- [TEXT SHOWN]
We should consider adding actions for backing up and restoring certificates from EasyRSA so people don't need to manually scp things back and forth.

Contributor

mbruzek commented Jan 31, 2017

I am all for adding this feature to the charm!

It is not clear to me if EasyRSA supports backup/restore, or how to properly do this. EasyRSA creates a "database" and I ran into some problems with when trying to manipulate CA certificates and keys manually.

More investigation is needed. https://github.com/OpenVPN/easy-rsa

Collaborator

chuckbutler commented Apr 21, 2017

Adding addendum by duplicated issue 222

We'd need an ability to export the PKI root from easyrsa - and re-import it. I suggest the following workflow.

juju run-action easyrsa/0 backup gpg-key=<key_id>

This will create a backup and GPG encrypt that payload which will have the PKI bits inside. The action output will present the user with the SCP command to copy down.

For restoring, the user can decrypt the payload on disk and use

juju attach easyrsa pki=backup.tar.xz

This will trigger a hook run to unpack the PKI infrastructure then re-generate and redistribute certs to all relations.

This will also provide a path forward to "bring your own PKI"

hansbogert commented Jan 2, 2018

the charm keeps its own state in the charm's state database for at least the CA certificate as far as I can see. This bit me when I tried to manually move the pki database to another node, but it had no effect
Why doesn't it look in pki/ directory?

/update
Is this really used by canonical in production environments? There's no disaster recovery option, unless you get really down & dirty with altering the charm's database.

/update2
Maybe this is already known, but I couldn't find this anywhere else, but you can manually backup and redeploy:

  1. backup your pki folder
  2. Remove easyrsa unit
  3. Add easyrsa unit
  4. Let the deploy achieve a steady state.
  5. Remove the pki directory in /var/lib/juju/agents/*easyrsa*/charm/EasyRSA/pki
  6. copy your backup pki folder to /var/lib/juju/agents/*easyrsa*/charm/pki (not the same location as above in point 5 !)

- [EXERCISE 1] Write out the portion of the EasyRSA backup discussion that opens with the words containing "It is not clear" and closes with "the following workflow.".
- [EXERCISE 2] Based on the EasyRSA backup discussion, is each statement true? Answer yes or no, and quote the deciding words. (a) The proposed backup action would GPG-encrypt its payload. (b) Restoring would be done with a second run-action command. (c) In the manual procedure, the backup pki folder goes back to the same path that was removed in step 5.
- [EXERCISE 3] Extend the EasyRSA backup discussion, starting right after its final line.

- [GIVEN MATERIAL]
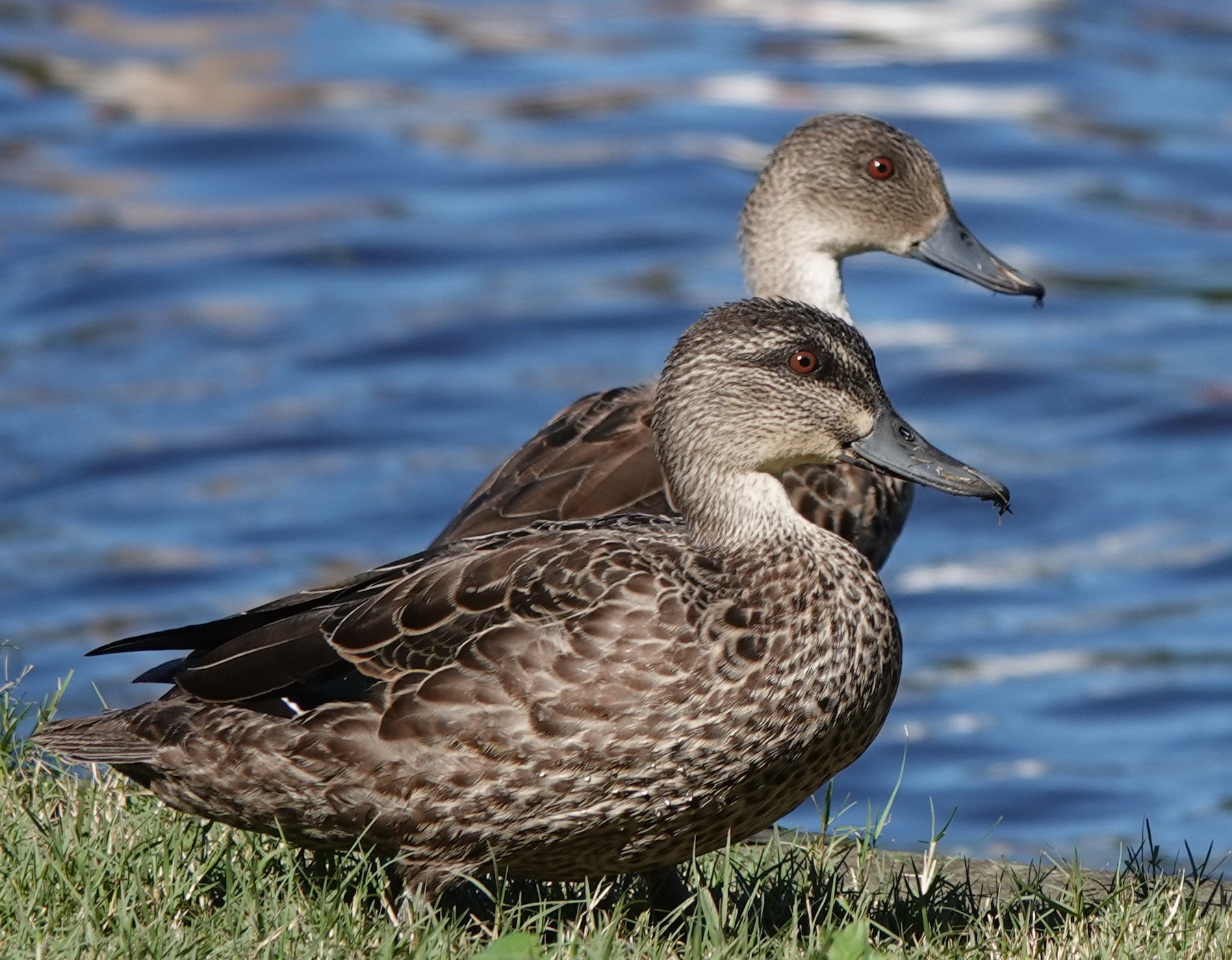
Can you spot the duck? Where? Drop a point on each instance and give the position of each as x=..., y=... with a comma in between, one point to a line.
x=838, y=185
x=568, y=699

- [WRITTEN ANSWER 1]
It is not clear to me if EasyRSA supports backup/restore, or how to properly do this. EasyRSA creates a "database" and I ran into some problems with when trying to manipulate CA certificates and keys manually.

More investigation is needed. https://github.com/OpenVPN/easy-rsa

Collaborator

chuckbutler commented Apr 21, 2017

Adding addendum by duplicated issue 222

We'd need an ability to export the PKI root from easyrsa - and re-import it. I suggest the following workflow.

- [WRITTEN ANSWER 2]
(a) Yes: "This will create a backup and GPG encrypt that payload which will have the PKI bits inside."
(b) No: "For restoring, the user can decrypt the payload on disk and use" followed by "juju attach easyrsa pki=backup.tar.xz"
(c) No: "copy your backup pki folder to /var/lib/juju/agents/*easyrsa*/charm/pki (not the same location as above in point 5 !)"

- [WRITTEN ANSWER 3]
  7. Remove /var/lib/juju/agents/*easyrsa*/charm/.unit-state.db
  8. Restart through systemctl
  9. The charm will deploy your pki/ folder.
    You can deploy you easyrsa, wait for steady state
Member

tvansteenburgh commented Jan 3, 2018

@hansbogert Thanks for documenting these steps. For 7, do you mean you reboot the unit?

hansbogert commented Jan 3, 2018

@tvansteenburgh No, simply a systemctl restart jujud*easyrsa*

hansbogert commented Jan 3, 2018

Okay, I tried it another time and I can now say that the following commands actually work:

# Login to  node with current easyrsa:
juju ssh 1
  sudo cp -a /var/lib/juju/agents/unit-easyrsa-5/charm/EasyRSA/pki ~/
  # chown to ubuntu so we can read this later on from the juju-client machine with `juju scp`
  sudo chown -R ubuntu:ubuntu pki/
  # Logout
# Get pki folder to juju client
juju scp -- -r   1:pki/ ~/juju/
# Remove old easyrsa unit
juju remove-unit easyrsa/5
# Add new easyrsa unit
juju add-unit easyrsa --to 0
juju scp -- -r   ~/juju/pki   0:pki
juju ssh easyrsa/6
  sudo systemctl stop jujud-unit-easyrsa-6.service 
  sudo rm -rf /var/lib/juju/agents/unit-easyrsa-6/charm/EasyRSA/pki/
  sudo cp -a pki /var/lib/juju/agents/unit-easyrsa-6/charm/
  sudo rm -rf /var/lib/juju/agents/unit-easyrsa-6/charm/.unit-state.db
  cd /var/lib/juju/agents/unit-easyrsa-6/charm/
  # Magic be here. This will skip the recreation of a new pki.
  sudo charms.reactive set_state easyrsa.certificate.authority.available
  sudo systemctl restart jujud-unit-easyrsa-6.service 

/update

Okay.. this also doesn´t work. The above assumes that the upgrade mechanisms would actually work in the charm, but as far as I can tell, that also wouldn´t work, and would actually not copy over your PKI folder. You would be left with pretty blank pki/ folder. It wouldn't be a problem functionally in the case of an upgrade, because the unit-state.db would still have the keys and certificates.

To test if I'm right, how can I test an upgrade process, without actually having a new charm?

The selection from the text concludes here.